Answer these questions using the statement on the Every Child Achieves Act:
1. Which two senators does the statement thank for their leadership?
2. How many phone calls were made to members of Congress?
3. What name is given to the measure that educators fought to include in the underlying bill?
* START Source *
National Education Association

Congress must act swiftly to reconcile the House and Senate legislation and get a bill to the President’s desk.

Today, an overwhelming, bi-partisan majority of the United States Senate approved the Every Child Achieves Act of 2015, a critical and historic first step toward ensuring that every child, regardless of zip code, has the support, tools, and time to learn.

“Every student in America will be better off under this legislation than the generation of students wronged by ‘No Child Left Untested’,” said NEA President Lily Eskelsen Garcia. “Educators enter their schoolhouses every morning with one desire foremost in their minds: that every student they encounter that day will know an educator cares for them and is dedicated to reaching, teaching, and inspiring them to reach their full potential. The unmitigated failure of the test and punish culture shackled educators, and we are now one step closer to ending that woeful chapter in American education policy.”

“The Every Child Achieves Act takes a significant step towards fulfilling the original goal of ESEA: to provide more opportunity for all students, but especially those most in need,” Eskelsen García continued. “This bill reflects a paradigm shift away from the one-size-fits-all assessments that educators know hurt students, diminish learning, and narrow the curriculum and that they fought to change. Now, Congress must act swiftly to reconcile the House and Senate legislation and get a bill to the President’s desk. Educators across the country have watched every floor speech, counted along with every vote and made their voices heard with a staggering volume of outreach to elected leaders. Those same educators will not rest until a final bill has the President’s signature. We thank Senators Alexander and Murray for their leadership on this critical legislation.”

During the weeks leading up to today’s historic vote, NEA’s nearly 3 million educators engaged in unprecedented advocacy and activism on behalf of America’s students. NEA national leadership, along with state and local affiliate leaders, board members, staff, and educators nationwide, made nearly half a million individual contacts to members of Congress, including:

  •     Nearly 2,000 face-to-face meetings with Members of Congress and key staff
  •     216,000 emails
  •     32,000 tweets
  •     15,000 phone calls
  •     25,550 petition signatures

This flood of member activism led to several key victories for students and significant improvements to the Every Child Achieves Act. One of the most important shifts educators fought to include in the underlying bill was the “opportunity dashboard,” a measure that will help ensure resource equity and opportunity for every student. For the first time, the Senate bill would require states to include at least one measure of student and school supports within their accountability system, such as access to higher level coursework, arts and music classes, school counselors or school librarians. The bill would require separation of this information by student subgroups and would help states identify and work to close opportunity gaps.
* END Source *
* START Entries provided *
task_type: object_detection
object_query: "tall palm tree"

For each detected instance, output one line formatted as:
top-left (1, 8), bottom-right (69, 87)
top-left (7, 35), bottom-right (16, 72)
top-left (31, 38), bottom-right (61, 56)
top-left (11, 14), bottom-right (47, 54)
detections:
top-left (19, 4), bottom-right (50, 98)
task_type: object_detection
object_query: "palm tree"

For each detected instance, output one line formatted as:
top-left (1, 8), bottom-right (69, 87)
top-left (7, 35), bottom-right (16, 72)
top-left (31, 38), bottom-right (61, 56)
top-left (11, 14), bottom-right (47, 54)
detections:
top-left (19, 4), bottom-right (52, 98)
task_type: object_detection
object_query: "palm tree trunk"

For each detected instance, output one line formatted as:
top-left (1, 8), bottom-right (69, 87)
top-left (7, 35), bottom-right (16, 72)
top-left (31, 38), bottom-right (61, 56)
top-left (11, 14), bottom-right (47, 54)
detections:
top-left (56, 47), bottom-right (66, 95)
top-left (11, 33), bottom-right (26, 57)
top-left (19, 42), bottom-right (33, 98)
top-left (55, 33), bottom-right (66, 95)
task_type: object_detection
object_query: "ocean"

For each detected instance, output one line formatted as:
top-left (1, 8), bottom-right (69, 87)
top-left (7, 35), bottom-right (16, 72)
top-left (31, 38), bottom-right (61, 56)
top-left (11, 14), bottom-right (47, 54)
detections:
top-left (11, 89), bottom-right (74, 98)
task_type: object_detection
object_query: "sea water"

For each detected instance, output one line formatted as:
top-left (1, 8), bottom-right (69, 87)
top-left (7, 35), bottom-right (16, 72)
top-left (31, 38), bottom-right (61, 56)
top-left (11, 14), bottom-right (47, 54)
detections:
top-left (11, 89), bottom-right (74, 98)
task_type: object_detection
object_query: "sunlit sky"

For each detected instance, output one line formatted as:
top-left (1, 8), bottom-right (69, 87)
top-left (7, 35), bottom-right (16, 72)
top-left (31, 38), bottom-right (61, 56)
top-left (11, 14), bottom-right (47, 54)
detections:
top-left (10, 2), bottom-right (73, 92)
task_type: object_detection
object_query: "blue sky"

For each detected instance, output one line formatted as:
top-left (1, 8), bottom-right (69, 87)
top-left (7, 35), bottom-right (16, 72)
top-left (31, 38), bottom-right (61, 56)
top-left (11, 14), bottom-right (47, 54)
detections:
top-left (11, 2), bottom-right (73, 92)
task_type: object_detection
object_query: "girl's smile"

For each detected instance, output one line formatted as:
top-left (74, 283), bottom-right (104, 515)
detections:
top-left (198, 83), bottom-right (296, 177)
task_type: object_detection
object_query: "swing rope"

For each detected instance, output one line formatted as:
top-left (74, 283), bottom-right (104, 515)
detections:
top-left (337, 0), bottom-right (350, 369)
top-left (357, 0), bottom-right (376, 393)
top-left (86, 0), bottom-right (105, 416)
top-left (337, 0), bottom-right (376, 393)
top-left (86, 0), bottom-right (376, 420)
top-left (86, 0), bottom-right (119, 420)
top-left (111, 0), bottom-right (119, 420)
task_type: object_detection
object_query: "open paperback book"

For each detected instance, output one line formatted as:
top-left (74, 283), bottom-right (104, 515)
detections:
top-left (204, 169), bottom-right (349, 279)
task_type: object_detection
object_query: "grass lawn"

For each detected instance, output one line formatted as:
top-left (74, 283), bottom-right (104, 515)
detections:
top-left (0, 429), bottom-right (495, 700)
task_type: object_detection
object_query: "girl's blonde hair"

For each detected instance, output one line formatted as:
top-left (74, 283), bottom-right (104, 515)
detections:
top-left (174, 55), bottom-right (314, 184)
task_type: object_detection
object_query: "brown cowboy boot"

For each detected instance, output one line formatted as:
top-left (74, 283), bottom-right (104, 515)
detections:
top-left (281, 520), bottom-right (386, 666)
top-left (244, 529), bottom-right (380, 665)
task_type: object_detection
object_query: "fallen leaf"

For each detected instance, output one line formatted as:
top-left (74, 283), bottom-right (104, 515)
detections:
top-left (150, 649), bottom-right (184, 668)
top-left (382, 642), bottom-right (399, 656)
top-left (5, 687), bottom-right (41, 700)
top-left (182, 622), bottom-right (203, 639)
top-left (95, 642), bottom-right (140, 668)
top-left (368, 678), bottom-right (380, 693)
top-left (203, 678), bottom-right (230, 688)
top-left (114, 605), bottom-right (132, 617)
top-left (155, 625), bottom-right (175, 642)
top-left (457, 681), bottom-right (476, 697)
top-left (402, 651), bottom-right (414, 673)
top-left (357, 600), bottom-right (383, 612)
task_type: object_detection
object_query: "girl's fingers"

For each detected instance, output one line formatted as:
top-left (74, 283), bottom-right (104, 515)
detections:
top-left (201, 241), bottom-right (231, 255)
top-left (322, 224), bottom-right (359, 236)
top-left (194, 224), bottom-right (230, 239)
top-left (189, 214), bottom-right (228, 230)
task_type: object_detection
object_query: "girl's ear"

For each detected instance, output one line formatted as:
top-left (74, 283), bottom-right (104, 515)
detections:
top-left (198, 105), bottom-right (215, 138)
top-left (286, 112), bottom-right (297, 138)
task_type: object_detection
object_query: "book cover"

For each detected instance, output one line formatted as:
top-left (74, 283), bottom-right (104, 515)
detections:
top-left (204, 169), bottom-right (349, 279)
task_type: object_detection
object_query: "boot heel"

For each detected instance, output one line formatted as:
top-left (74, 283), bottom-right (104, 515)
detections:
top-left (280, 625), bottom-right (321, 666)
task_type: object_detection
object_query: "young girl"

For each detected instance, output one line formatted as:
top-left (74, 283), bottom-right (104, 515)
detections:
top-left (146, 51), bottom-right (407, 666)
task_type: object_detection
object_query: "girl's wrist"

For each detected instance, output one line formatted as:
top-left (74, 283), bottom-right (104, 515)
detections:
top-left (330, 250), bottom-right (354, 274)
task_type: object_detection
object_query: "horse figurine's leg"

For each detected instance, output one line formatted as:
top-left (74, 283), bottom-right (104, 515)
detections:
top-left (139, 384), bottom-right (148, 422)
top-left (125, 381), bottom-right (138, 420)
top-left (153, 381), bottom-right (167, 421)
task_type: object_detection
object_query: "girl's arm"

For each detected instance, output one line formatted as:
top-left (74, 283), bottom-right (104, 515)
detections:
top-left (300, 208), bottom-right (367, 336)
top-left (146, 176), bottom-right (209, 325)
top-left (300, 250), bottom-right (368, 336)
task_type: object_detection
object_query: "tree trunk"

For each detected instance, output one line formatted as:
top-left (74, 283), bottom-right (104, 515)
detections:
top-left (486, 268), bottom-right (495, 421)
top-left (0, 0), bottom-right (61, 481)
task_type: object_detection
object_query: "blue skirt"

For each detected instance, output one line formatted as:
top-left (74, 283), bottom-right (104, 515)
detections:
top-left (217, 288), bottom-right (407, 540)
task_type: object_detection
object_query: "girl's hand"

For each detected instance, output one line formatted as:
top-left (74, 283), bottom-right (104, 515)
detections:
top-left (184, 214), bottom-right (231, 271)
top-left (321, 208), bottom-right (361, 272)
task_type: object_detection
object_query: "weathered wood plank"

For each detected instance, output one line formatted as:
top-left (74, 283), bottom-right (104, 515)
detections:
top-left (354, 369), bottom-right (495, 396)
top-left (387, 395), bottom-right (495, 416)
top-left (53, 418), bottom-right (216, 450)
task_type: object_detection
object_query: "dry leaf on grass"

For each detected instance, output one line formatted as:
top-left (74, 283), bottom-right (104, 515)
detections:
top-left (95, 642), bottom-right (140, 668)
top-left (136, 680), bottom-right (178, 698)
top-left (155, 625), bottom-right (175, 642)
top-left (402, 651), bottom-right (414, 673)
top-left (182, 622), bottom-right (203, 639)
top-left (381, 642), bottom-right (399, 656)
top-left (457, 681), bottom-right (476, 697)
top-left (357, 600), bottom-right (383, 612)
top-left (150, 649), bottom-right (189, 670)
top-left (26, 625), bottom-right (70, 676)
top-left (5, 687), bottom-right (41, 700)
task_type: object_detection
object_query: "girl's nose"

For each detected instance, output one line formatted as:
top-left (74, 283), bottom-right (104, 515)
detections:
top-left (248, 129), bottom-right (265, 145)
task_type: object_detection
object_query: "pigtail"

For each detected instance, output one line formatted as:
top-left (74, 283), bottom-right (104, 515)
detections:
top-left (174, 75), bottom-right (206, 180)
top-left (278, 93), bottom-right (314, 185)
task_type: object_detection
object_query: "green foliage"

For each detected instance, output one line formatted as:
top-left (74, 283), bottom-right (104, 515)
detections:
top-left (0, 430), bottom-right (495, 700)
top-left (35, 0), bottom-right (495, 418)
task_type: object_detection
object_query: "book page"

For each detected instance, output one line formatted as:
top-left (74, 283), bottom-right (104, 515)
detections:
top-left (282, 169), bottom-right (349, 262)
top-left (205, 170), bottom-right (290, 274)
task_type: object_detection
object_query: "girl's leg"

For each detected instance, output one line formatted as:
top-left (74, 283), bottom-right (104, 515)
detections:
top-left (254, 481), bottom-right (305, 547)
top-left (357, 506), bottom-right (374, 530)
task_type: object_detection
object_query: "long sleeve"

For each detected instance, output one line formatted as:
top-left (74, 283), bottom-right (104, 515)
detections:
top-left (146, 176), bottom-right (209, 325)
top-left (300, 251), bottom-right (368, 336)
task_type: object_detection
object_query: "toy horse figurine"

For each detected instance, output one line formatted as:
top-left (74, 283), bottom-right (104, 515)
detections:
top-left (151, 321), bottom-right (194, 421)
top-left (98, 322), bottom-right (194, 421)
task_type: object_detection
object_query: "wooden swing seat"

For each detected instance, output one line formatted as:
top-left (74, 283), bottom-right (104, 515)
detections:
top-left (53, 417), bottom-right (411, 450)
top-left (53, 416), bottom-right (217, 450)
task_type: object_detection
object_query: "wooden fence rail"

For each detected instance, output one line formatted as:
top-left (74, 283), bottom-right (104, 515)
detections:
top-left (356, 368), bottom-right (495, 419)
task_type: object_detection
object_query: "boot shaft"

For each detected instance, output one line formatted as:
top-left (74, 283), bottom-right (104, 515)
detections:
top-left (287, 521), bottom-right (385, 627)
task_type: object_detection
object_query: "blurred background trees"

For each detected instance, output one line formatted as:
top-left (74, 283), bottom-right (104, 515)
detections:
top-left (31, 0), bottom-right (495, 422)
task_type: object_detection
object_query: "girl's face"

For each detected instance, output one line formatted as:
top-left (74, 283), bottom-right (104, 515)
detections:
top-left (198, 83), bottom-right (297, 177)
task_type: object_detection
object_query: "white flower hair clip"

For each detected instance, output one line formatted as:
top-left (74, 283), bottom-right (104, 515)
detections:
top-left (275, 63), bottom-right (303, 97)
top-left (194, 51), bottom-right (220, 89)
* END Entries provided *
▸ **Correct result**
1. Senators Alexander and Murray
2. 15,000
3. The "opportunity dashboard"